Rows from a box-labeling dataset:
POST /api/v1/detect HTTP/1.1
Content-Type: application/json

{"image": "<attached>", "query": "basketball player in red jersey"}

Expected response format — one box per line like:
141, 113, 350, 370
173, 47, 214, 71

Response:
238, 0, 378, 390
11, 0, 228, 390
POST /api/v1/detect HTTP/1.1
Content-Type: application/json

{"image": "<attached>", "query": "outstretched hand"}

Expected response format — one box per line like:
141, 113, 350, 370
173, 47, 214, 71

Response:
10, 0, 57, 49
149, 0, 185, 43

* Written task:
Quote every line of the records above word for word, with nothing left out or changed.

* Reply to the exercise:
POST /api/v1/detect HTTP/1.1
Content-Type: application/json

{"image": "<attached>", "query": "basketball player in red jersey"}

Expected response format — one box per line like:
141, 113, 350, 370
173, 47, 214, 71

Response:
238, 0, 378, 390
11, 0, 228, 390
POST /api/v1/detect HTTP/1.1
Content-Type: application/json

{"image": "<attached>", "query": "outstretched hand"}

Expected response format — one box per line like:
141, 113, 350, 370
173, 47, 214, 71

Response:
10, 0, 57, 49
149, 0, 185, 43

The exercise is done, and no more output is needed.